_DATA FOR PROCESSING_.
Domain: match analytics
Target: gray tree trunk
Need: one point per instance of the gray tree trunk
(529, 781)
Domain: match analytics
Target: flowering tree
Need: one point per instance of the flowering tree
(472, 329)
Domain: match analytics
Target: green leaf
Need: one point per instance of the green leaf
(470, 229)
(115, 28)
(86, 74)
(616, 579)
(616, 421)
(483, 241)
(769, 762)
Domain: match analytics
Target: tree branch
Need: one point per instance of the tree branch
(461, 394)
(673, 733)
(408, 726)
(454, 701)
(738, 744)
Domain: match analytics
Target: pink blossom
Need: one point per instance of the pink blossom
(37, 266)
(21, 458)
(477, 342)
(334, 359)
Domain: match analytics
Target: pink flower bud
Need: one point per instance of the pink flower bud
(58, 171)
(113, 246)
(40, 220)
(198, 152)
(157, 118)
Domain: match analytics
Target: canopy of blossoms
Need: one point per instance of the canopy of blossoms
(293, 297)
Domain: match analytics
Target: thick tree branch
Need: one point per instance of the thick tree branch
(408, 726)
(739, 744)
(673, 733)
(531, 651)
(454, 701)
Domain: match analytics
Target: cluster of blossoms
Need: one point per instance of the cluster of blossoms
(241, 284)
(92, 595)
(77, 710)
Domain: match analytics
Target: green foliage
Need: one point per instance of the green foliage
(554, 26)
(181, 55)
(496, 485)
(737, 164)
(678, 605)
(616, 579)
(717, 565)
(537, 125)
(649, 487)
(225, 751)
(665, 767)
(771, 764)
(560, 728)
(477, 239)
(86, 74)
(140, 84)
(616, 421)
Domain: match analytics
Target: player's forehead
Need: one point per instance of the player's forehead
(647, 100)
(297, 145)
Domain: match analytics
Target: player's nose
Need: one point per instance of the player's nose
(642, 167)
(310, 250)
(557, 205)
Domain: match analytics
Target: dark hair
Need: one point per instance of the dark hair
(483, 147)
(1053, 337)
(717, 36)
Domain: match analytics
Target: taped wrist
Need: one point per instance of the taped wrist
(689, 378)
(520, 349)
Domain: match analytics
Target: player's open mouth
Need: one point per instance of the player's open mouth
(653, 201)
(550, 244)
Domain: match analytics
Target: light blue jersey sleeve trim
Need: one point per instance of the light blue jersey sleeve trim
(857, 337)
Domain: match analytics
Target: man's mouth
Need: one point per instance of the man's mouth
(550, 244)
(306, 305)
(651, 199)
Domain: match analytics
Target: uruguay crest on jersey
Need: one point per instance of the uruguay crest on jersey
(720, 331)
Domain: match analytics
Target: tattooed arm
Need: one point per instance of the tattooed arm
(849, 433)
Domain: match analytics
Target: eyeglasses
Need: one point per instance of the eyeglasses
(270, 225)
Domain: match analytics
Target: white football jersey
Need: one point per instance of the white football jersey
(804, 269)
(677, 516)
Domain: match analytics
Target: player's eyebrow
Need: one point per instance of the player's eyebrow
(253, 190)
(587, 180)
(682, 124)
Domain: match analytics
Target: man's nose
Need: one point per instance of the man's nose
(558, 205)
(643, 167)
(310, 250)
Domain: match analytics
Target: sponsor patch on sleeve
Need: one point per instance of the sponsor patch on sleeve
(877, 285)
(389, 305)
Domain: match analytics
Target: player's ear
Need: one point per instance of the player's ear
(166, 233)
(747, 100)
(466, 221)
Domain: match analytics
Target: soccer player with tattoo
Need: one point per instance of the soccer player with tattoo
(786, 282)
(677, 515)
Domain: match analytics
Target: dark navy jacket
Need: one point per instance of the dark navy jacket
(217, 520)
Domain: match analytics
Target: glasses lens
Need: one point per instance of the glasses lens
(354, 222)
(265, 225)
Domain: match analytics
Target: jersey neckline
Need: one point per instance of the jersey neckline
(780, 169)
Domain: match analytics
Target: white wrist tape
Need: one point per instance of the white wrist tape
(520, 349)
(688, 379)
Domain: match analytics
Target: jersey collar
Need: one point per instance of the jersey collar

_PROBLEM DESCRIPTION_. Restate every line of the data word for word.

_TASK RESULT_.
Domain: match analytics
Target: gray tree trunk
Need: one point per instance of the gray tree trunk
(529, 781)
Domain: match analytics
Target: flowering tree
Need: one point per instance of the flowering tree
(472, 329)
Domain: match analytics
Target: green leaf
Need: one point per instance of the green leaf
(470, 229)
(115, 28)
(86, 74)
(616, 579)
(616, 421)
(483, 241)
(769, 762)
Domain: match analytics
Target: tree branch
Need: one point per instance of the tree branch
(461, 394)
(673, 733)
(408, 726)
(454, 701)
(738, 744)
Domain: match analytics
Target: pink blossom
Need: one point per instance of the pink blossom
(37, 266)
(21, 458)
(477, 342)
(334, 359)
Domain: match analytics
Target: pink flower bud
Need: one point per instance of the pink flower bud
(58, 171)
(113, 246)
(40, 220)
(198, 152)
(157, 118)
Domain: match analytics
Target: canopy of blossoms
Need: one point per instance of the canopy of blossoms
(293, 297)
Domain: match analytics
Target: thick tree branch
Need: one point per instance of the thick tree branch
(408, 726)
(739, 744)
(673, 733)
(531, 651)
(454, 701)
Domain: match analytics
Target: cluster of blossoms
Need: one point per instance of the cluster of blossoms
(241, 284)
(92, 595)
(77, 710)
Domain: match analytics
Target: green foliage
Need: one point per instance of the green foliage
(554, 26)
(181, 55)
(496, 485)
(737, 164)
(678, 605)
(616, 579)
(717, 565)
(537, 125)
(649, 487)
(225, 751)
(665, 767)
(771, 764)
(560, 728)
(477, 239)
(86, 74)
(140, 84)
(616, 421)
Domain: match analytics
Target: player's forehead
Need: one point per instance of the player's forehead
(647, 100)
(297, 145)
Domain: match analytics
Target: player's nose
Need: one point per instance of the player's nose
(642, 167)
(310, 250)
(557, 205)
Domain: match analytics
Target: dark hair
Need: one point per instance of the dark hair
(483, 147)
(1053, 337)
(717, 36)
Domain: match analytics
Target: taped wrist
Need: one point per instance of the taped wrist
(689, 378)
(520, 349)
Domain: match analytics
Target: player's open mouth
Need: one point per instance of the player's open mouth
(653, 201)
(550, 244)
Domain: match analytics
Target: light blue jersey sleeve trim
Need: one point per instance of the light blue jersey sleeve trim
(857, 337)
Domain: match analytics
Target: man's mouth
Need: one point per instance of the man's mouth
(550, 244)
(306, 305)
(651, 199)
Domain: match analytics
Target: uruguay crest on jersey
Need: one point per instance of the uruguay crest on jersey
(720, 331)
Domain: match analytics
Target: tattooed arm
Need: one point per instance of the tattooed arm
(849, 433)
Domain: match analytics
Target: eyeglasses
Need: one point per instance of the eyeglasses
(270, 225)
Domain: match analytics
Target: white football jersey
Need: one point per instance of the white football jersey
(804, 269)
(677, 516)
Domain: match analytics
Target: player's eyebrow
Need: one point per instance of the player's eyebrow
(253, 190)
(587, 180)
(682, 124)
Domain: match analytics
Target: man's nose
Need: one point per instance of the man's nose
(558, 205)
(643, 167)
(310, 250)
Domain: match analytics
Target: sponsor patch on sleeve
Need: one point per instance of the sponsor patch on sleeve
(877, 285)
(389, 305)
Domain: match analytics
Target: player's ear
Need: one point per instance of the player's ear
(166, 233)
(747, 100)
(466, 221)
Domain: match analytics
Target: soccer player with tattoo
Need: one point per instance of the soccer player with tattoo
(786, 282)
(677, 515)
Domain: match analytics
Target: dark navy jacket
Need: one point per instance of the dark navy jacket
(217, 520)
Domain: match analytics
Target: glasses lens
Need: one point per instance of the glasses lens
(354, 222)
(265, 225)
Domain: match analytics
Target: jersey neckline
Need: one point per instance of the jersey neckline
(780, 169)
Domain: match analytics
Target: white wrist tape
Need: one point per instance of the white wrist tape
(520, 349)
(688, 379)
Domain: match analytics
Target: jersey collar
Need: one point per instance of the jersey collar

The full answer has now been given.